-- begin Excerpt --

After the diverted IR step cycle 212, a fracturing cycle 214 may be performed to potentially create new fractures in the formation. For the fracturing cycle 214, the rate of injection may be increased back to IR1, an injection rate substantially equal to IR1, or another injection rate sufficient to create or extend least one fracture in the formation in light of the previously performed cycles. Then, an open low IR step cycle 216 similar to, and illustrated exactly like, the open low IR step cycle 204 may be performed. This series of cycles may be continued multiple times. Specifically illustrated after the open low IR step cycle 216 are, in order, a propping cycle 218, a diversion cycle 220 that includes propped low IR step cycle 222, a diverted IR step cycle 224, a fracturing cycle 226, an open low IR step cycle 228, a propping step cycle 230, a diversion cycle 232 that includes propped low IR step cycle 234, a diverted IR step cycle 236, a fracturing cycle 238, and an IR step cycle 240.

Turning now to the wellbore pressure as a function of time illustrated in FIG. 2, the plot provides a theoretical illustration of how the wellbore pressure may change in response to the changes in rate of injection and the fracturing, propping, and diverting performed downhole. The wellbore pressure (precise or average wellbore pressure) for each of the cycles and injection rate steps therein may be recorded and analyzed. In FIG. 2, the various IR step cycles 204, 210, 212, 216, 222, 224, 228, 234, 236, and 240 are performed using low injection rate steps, which are related to the near-wellbore friction. Accordingly, the analysis of the wellbore pressures may provide an indication of the efficacy of the diverting cycles and of the concentration of diverting agent to use in subsequent diverting cycles.

When analyzing the pressures, several pressure changes (ΔP) may be calculated and compared. When using two pressures to calculate a pressure change, ΔP=|Px−Py|.

As used herein, the term ΔPO or “open pressure change” refers to the pressure change between the injection steps of an open low IR step cycle. For example, ΔPO,1 corresponding to the open low IR step cycle 204 illustrated in FIG. 2 is the absolute value of the difference between the wellbore pressure P1 corresponding to the first IR step at IR2 and the wellbore pressure P2 corresponding to the second IR step at IR3 (i.e., ΔPO,1=|P1−P2|).

As used herein, the term ΔPOT or “total open pressure change” refers to the pressure change between the injection step of an open low IR step cycle having the lowest wellbore pressure and the previous fracturing cycle. For example, as illustrated in FIG. 2, P2 is the lower wellbore pressure of P1 and P2 for the open low IR step cycle 204, and P3 is the wellbore pressure of the fracturing cycle 202 that occurred preceding the open low IR step cycle 204. Therefore, ΔPOT,1 corresponding to the open low IR step cycle 204 is |P2−P3|.

-- end Excerpt --
-- begin Data --

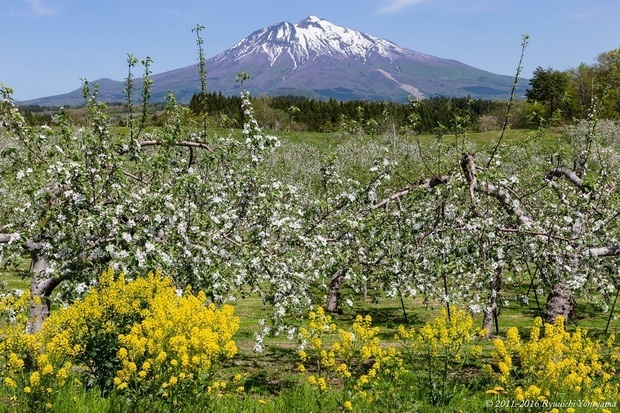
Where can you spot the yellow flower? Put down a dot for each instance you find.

-- end Data --

From the excerpt on fracturing and injection cycles, pull out the passage from "When analyzing the" to "IR3 (i.e., ΔPO,1=|P1−P2|).", word for word.

• [Full output]:
When analyzing the pressures, several pressure changes (ΔP) may be calculated and compared. When using two pressures to calculate a pressure change, ΔP=|Px−Py|.

As used herein, the term ΔPO or “open pressure change” refers to the pressure change between the injection steps of an open low IR step cycle. For example, ΔPO,1 corresponding to the open low IR step cycle 204 illustrated in FIG. 2 is the absolute value of the difference between the wellbore pressure P1 corresponding to the first IR step at IR2 and the wellbore pressure P2 corresponding to the second IR step at IR3 (i.e., ΔPO,1=|P1−P2|).